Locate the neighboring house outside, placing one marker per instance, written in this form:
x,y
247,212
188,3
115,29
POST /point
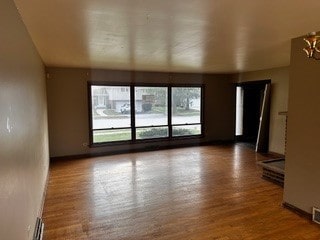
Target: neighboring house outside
x,y
115,98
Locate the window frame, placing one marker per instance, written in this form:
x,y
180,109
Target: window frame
x,y
133,126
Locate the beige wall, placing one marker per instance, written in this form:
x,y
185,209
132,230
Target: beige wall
x,y
68,106
279,102
23,128
303,157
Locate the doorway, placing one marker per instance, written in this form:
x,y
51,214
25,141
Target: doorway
x,y
253,113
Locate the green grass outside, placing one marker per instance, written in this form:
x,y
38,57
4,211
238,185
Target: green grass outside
x,y
117,135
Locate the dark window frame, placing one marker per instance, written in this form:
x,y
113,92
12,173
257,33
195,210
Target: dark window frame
x,y
133,126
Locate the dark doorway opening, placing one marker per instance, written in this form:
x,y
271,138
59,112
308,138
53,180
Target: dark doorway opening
x,y
253,113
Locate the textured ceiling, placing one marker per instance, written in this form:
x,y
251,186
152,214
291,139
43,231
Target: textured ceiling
x,y
168,35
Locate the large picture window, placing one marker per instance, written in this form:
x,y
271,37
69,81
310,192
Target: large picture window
x,y
122,113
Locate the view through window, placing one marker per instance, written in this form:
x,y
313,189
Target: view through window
x,y
130,113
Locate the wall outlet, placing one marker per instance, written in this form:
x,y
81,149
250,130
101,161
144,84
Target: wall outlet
x,y
316,215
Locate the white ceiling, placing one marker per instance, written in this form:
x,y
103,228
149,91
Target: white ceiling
x,y
168,35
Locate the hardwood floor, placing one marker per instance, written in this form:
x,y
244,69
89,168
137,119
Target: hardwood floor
x,y
211,192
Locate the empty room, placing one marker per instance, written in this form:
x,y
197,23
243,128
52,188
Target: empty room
x,y
157,119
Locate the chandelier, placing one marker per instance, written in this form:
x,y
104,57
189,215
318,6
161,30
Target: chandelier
x,y
313,48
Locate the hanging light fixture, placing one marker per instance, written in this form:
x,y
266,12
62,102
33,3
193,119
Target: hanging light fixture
x,y
312,50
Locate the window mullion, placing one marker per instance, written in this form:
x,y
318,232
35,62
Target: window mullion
x,y
170,112
133,117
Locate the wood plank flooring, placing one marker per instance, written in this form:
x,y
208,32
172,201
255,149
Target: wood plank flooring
x,y
210,192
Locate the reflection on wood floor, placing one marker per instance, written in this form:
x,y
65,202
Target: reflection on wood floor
x,y
210,192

******************************

* EXERCISE BRIEF:
Please copy every entry exactly, without the pictures.

* TASK RESULT:
Locate the neighboring house outside, placing one marker per instance, written in this form:
x,y
247,212
188,3
115,29
POST /point
Target: neighboring house outside
x,y
115,98
Locate the window frame, placing one marker per instance, written in this form:
x,y
180,109
Target: window frame
x,y
133,126
Locate the beige wall, placing one marker per instance, written in this form:
x,y
185,209
132,230
Target: beige wall
x,y
68,106
279,102
23,128
303,157
Locate the doorway, placing one marker per instance, written in this form:
x,y
51,214
25,141
Target: doorway
x,y
253,113
Locate the green grass outside, placing one marker per instance, written in this form:
x,y
38,57
4,211
238,185
Target: green grass outside
x,y
117,135
Locate the dark window frame, placing one marker per instance, written in this form:
x,y
113,92
12,173
257,33
195,210
Target: dark window frame
x,y
133,126
Locate the dark doorway opening, placing one marker per instance, written in this form:
x,y
271,138
59,112
308,138
53,180
Target: dark doorway opening
x,y
253,113
Locate the textured ceiling, placing one marker per instance, written in this form:
x,y
251,186
152,214
291,139
43,231
Target: textured ceiling
x,y
168,35
Locate the large picture window, placing one marker per instance, written in this form:
x,y
271,37
69,81
310,192
Target: large picture window
x,y
122,113
Locate the view through window, placing one marker per instance, written in this form:
x,y
313,189
Target: view through window
x,y
130,113
Locate the wall outlet, placing one marker per instance, written in this form:
x,y
81,149
250,130
101,161
144,84
Target: wall outlet
x,y
316,215
Locate the white ceiling, placing one marker per instance, written in this form:
x,y
103,228
149,91
Target: white ceiling
x,y
168,35
Locate the hardwood floor, placing one marker per instance, written in this form:
x,y
244,69
89,168
137,119
Target: hardwood floor
x,y
211,192
Locate the empty room, placing one marker per instance, written in this form:
x,y
197,23
243,128
52,188
Target: empty room
x,y
157,119
Locate the chandelier, placing one marker per instance, written in this form:
x,y
104,57
189,215
318,6
161,30
Target: chandelier
x,y
313,48
Locate the hanging light fixture, placing one marker per instance, written in this form:
x,y
266,12
62,102
33,3
193,119
Target: hanging light fixture
x,y
312,50
Locate the window mullion, placing one marker per instance, written in this form:
x,y
318,232
35,62
Target: window mullion
x,y
170,112
133,117
Locate the wood plank flooring, placing one marker per instance, written in this form:
x,y
208,32
172,201
255,149
Target: wood plank flooring
x,y
210,192
Locate the reflection on wood floor, placing one marker per instance, written in this form:
x,y
65,202
Target: reflection on wood floor
x,y
210,192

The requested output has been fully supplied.